> _Work request_
Return, in their exact form, the lines that lie between the start of the data below and the line containing "Target: dirt path", with both ends included.

Items from a dataset:

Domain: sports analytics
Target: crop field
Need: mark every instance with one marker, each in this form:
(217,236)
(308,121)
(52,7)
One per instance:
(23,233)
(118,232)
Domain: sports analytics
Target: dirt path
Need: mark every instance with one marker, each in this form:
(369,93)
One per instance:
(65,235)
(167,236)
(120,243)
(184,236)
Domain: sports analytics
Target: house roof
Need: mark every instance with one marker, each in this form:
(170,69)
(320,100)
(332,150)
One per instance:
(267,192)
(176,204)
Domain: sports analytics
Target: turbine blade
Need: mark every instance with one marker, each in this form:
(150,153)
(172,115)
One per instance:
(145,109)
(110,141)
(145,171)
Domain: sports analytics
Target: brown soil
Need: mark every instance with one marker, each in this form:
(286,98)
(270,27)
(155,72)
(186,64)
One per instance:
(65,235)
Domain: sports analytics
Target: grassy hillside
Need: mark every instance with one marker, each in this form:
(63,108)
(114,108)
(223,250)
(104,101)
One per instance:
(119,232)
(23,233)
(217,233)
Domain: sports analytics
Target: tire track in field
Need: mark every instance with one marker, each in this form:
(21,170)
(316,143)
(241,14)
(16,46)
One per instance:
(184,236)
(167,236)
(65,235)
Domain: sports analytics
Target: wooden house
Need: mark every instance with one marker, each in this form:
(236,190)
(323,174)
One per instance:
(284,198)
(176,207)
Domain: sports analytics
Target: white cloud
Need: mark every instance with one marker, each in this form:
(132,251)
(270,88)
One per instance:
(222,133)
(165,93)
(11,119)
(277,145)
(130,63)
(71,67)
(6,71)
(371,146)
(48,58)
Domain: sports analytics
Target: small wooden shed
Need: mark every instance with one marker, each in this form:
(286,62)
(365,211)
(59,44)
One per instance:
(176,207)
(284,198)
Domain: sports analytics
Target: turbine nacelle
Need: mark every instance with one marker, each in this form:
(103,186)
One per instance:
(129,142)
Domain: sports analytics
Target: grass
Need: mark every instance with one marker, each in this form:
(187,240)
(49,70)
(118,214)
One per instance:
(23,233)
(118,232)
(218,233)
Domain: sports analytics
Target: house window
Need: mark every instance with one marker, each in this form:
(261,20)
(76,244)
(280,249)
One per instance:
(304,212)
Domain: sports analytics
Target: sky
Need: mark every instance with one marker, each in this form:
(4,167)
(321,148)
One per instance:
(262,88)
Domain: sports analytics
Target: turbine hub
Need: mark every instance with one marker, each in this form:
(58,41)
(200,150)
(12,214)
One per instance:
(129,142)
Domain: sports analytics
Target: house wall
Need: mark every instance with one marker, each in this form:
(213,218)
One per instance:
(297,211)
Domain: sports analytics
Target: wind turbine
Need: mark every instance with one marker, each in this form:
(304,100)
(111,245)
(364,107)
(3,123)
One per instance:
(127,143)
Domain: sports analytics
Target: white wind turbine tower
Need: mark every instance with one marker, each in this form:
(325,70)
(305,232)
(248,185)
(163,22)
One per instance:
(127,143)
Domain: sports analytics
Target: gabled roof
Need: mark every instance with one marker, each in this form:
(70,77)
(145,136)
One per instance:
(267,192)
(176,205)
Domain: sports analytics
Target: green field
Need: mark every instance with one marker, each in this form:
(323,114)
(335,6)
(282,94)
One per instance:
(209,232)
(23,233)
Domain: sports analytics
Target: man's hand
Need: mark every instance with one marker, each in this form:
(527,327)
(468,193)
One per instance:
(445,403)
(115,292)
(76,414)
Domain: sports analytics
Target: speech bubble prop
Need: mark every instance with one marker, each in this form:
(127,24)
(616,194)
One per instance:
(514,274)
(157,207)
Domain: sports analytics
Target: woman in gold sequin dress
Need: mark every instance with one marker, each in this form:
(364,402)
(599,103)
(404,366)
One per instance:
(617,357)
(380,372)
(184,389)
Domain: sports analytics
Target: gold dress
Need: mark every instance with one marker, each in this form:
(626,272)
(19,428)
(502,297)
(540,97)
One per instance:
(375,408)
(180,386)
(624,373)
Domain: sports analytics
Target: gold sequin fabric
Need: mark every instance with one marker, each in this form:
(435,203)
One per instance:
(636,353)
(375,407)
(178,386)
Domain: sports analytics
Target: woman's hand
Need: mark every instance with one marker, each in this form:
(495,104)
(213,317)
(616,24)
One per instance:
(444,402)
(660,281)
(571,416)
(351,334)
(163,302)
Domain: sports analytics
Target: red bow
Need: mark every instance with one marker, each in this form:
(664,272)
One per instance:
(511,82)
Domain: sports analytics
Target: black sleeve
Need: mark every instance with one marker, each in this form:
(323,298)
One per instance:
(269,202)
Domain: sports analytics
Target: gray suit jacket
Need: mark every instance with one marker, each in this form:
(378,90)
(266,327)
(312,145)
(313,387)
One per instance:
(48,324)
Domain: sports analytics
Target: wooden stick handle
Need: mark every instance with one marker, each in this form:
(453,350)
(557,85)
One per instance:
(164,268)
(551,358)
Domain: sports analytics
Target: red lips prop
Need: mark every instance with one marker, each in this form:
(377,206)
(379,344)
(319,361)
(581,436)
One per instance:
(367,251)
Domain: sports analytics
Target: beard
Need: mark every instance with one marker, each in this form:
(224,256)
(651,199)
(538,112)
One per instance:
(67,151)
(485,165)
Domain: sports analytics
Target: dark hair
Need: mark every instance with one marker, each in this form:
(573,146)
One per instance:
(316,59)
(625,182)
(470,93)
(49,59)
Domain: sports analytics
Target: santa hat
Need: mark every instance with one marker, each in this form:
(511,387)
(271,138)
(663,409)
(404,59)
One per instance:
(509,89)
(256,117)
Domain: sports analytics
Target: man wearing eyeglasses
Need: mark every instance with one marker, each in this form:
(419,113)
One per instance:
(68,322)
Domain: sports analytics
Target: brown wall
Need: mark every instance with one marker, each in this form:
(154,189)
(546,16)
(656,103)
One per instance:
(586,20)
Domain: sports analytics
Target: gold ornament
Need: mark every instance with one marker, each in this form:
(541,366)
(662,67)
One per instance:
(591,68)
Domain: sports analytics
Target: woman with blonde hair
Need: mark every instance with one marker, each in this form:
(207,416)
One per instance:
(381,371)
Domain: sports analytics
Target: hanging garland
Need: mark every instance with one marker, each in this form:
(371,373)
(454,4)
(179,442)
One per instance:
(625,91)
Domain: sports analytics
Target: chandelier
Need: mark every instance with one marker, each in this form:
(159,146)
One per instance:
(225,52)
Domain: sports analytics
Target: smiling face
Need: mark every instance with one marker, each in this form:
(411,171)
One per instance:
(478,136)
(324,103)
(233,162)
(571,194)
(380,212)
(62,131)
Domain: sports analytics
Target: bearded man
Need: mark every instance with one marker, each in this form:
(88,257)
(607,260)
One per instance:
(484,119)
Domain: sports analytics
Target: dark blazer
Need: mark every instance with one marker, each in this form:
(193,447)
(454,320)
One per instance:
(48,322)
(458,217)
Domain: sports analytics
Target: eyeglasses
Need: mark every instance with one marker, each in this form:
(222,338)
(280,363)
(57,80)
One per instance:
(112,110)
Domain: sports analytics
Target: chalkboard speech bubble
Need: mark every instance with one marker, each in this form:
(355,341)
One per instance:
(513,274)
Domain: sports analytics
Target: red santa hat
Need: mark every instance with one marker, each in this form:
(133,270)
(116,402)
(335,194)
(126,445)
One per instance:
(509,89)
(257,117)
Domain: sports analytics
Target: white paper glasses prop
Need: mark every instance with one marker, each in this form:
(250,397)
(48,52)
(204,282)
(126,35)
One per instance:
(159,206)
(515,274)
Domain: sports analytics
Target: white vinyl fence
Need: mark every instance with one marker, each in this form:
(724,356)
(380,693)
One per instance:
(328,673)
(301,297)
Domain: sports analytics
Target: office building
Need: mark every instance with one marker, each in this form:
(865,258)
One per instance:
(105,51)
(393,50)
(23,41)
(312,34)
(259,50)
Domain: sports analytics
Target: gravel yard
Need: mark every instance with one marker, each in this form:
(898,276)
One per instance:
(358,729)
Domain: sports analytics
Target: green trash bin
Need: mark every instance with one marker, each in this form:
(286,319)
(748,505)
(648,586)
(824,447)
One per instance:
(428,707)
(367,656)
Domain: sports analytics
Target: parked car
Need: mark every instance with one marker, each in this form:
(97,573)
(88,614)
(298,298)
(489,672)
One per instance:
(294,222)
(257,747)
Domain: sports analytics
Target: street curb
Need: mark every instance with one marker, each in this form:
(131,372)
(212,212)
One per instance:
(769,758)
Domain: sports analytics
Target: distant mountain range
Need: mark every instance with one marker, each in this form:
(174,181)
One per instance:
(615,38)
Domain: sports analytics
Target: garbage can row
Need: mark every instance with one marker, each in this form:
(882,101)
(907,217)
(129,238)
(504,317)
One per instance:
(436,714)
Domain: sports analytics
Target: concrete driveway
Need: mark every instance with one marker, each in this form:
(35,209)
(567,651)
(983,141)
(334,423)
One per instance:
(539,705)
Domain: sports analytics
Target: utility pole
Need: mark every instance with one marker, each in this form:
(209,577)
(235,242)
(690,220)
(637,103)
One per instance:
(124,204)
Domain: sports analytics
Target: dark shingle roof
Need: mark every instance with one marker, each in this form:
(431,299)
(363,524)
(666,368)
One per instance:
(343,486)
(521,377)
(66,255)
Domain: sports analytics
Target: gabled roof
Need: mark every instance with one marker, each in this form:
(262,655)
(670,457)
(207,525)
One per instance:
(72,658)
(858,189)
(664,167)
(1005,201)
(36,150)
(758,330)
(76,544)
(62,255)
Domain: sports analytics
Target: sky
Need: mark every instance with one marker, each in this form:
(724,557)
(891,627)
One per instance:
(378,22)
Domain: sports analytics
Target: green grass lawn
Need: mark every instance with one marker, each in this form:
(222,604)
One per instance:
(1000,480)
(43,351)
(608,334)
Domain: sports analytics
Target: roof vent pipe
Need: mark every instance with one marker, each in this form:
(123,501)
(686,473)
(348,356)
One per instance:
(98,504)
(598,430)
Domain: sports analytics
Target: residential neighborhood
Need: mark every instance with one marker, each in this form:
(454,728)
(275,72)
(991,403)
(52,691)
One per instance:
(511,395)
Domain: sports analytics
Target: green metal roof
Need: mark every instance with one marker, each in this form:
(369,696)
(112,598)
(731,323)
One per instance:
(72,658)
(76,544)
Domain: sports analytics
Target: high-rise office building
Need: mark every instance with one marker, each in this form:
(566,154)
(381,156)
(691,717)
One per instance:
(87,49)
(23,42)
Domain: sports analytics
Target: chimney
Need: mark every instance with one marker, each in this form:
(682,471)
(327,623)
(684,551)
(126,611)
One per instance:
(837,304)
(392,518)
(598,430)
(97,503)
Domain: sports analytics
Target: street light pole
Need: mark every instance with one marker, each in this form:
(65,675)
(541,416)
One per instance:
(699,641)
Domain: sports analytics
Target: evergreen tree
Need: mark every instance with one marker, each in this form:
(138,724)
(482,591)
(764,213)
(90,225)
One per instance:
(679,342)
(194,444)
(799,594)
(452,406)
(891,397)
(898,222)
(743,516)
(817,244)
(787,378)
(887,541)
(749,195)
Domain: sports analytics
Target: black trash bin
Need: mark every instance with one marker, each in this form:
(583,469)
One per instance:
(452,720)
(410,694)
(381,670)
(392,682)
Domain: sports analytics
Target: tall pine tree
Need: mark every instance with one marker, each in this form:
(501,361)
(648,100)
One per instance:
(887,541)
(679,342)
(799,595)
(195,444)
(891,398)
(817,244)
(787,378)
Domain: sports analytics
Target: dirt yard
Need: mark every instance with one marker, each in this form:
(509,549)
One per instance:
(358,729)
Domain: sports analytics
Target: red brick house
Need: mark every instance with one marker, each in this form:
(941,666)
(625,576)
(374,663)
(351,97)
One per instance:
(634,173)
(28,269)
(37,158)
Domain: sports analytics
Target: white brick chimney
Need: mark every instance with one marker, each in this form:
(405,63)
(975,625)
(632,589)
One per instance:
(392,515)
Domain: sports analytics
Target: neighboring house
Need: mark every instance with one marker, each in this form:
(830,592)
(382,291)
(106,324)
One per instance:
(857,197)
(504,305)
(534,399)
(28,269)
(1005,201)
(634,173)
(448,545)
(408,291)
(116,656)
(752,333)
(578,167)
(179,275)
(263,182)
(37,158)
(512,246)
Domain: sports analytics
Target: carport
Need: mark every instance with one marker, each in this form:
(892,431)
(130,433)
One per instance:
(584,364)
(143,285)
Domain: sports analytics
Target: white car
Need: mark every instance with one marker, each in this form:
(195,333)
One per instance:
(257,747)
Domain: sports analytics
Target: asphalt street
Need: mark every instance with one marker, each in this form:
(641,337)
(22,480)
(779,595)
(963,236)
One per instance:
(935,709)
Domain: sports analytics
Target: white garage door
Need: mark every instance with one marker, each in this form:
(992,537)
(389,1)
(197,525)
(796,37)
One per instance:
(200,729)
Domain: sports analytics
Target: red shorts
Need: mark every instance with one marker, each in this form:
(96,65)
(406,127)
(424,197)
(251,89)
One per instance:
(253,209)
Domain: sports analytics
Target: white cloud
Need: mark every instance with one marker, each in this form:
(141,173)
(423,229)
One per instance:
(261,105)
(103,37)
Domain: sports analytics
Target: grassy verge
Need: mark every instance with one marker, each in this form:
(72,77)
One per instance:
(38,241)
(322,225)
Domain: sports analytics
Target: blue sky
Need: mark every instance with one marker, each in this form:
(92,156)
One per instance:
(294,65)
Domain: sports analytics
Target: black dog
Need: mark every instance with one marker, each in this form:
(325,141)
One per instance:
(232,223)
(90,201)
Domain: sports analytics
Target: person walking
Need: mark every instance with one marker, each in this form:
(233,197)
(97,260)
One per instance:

> _Result for this task_
Domain: sports analytics
Target: crop field
Need: mark every instance with one marker, each in this form:
(217,236)
(308,121)
(52,7)
One per instance:
(23,233)
(118,232)
Domain: sports analytics
Target: dirt path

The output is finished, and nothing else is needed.